REQUIRED WORK -
A. Answer these questions using the text about the Comcast merger:
(i) What is the name of Time Warner Cable's upgrade program?
(ii) What installation fee does the X1 set-top box require?
(iii) At about what speed does AT&T's U-verse max out for most customers?
B. Carry on the text about the Comcast merger from the end of its final paragraph.

SUPPLIED TEXT -

First, Comcast’s Internet service is not faster than Time Warner Cable. Mr. Balto needs to spend some time away from Comcast’s merger info-pack and do some real research. He’ll find Time Warner Cable embarked on a massive upgrade program called TWC Maxx that is more than tripling broadband speeds for customers at no extra charge. Those speeds are faster than what Comcast offers the average residential customer, and come much cheaper as well. Oh, and TWC has no compulsory usage limits and overlimit penalties. Comcast’s David Cohen predicts every Comcast customer will face both within five years.

Second, that “advanced TV platform” Balto raves about requires a $99 installation fee… for an X1 set-top box. It also means equipment must be attached to every television in the house, because Comcast encrypts everything. At a time when customers want to pay for fewer channels, Comcast wants to shovel even more unwanted programming and boxes at customers. Older Americans who want their Turner Classic Movies have another nasty surprise. They will need to buy Comcast’s super deluxe cable TV package to get that network, at a cost exceeding $80 a month just for television. Ask Time Warner customers what they want, and they’ll tell you they’d prefer old and decrepit over an even higher cable TV bill Comcast has already committed to deliver.

Has competition truly increased? Not in the eyes of most Americans who at best face a duopoly and annual rate hikes well in excess of inflation. Even worse, for most consumers there is only one choice for 21st century High Speed Internet service – the cable company. Mr. Balto conveniently ignores the fact cable’s primary competitor is still DSL which is simply not available at speeds of 30+Mbps for most consumers. In some areas, like suburban Rochester, N.Y., the best the local phone company can deliver some neighborhoods like ours is 3.1Mbps. That isn’t competition. Verizon and AT&T have both stopped expanding DSL. Verizon has ended FiOS expansion and AT&T’s U-verse still maxes out at around 24Mbps for most customers. AT&T’s promised fiber upgrades have proven to be more illusory than reality, available primarily in a handful of multi-dwelling units and new housing developments. In rural areas, both major phone companies are petitioning to do away with landline service and DSL altogether.

DATA SECTION -
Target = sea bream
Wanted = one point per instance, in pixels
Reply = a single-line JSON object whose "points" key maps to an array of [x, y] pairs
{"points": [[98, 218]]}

ANSWERS BELOW -
A.
(i) TWC Maxx
(ii) $99
(iii) Around 24Mbps

B.
Raise your hands if you want Comcast’s “benefits.” In New York, out of 2,300 comments before the PSC, we can’t find a single one clamoring for Comcast’s takeover. The public has spoken.

Cable "competition" in Minneapolis

Cable “competition” in Minneapolis. Charter and Comcast have also teamed up to trade cable territories as part of the Time Warner Cable merger package deal.

Satellite television’s days of providing the cable industry with robust competition have long since peaked. AT&T is seeking to further reduce that competition by purchasing DirecTV, not because it believes in satellite television, but because it wants the benefits of DirecTV’s lucrative volume discounts.

Any antitrust attorney worth his salt should be well aware of what kind of impact volume discounting can have on restraining and discouraging competition. Comcast’s deal for Time Warner will let it acquire programming at a substantial discount (one they have already said won’t be passed on to customers) so significant that any would-be competitors would be in immediate financial peril trying to compete on price.

Frontier Communications learned that lesson when it acquired a handful of Verizon FiOS franchises in Indiana and the Pacific Northwest. After losing Verizon’s volume discounts, Frontier was so alarmed by the wholesale renewal rates it received, it let loose its telemarketing force to convince customers fiber was no good for television and they should instead switch to a satellite provider they partnered with. It’s telling when a company is willing to forfeit revenue in favor of a third party marketing agreement with an outside company.

So what does this mean for a potential start-up looking to get into the business? Since programming is now a commodity, most customers buy on price. The best triple-play deals will go to the biggest national players with volume discounts – all cable operators that have long agreed never to compete directly with each other.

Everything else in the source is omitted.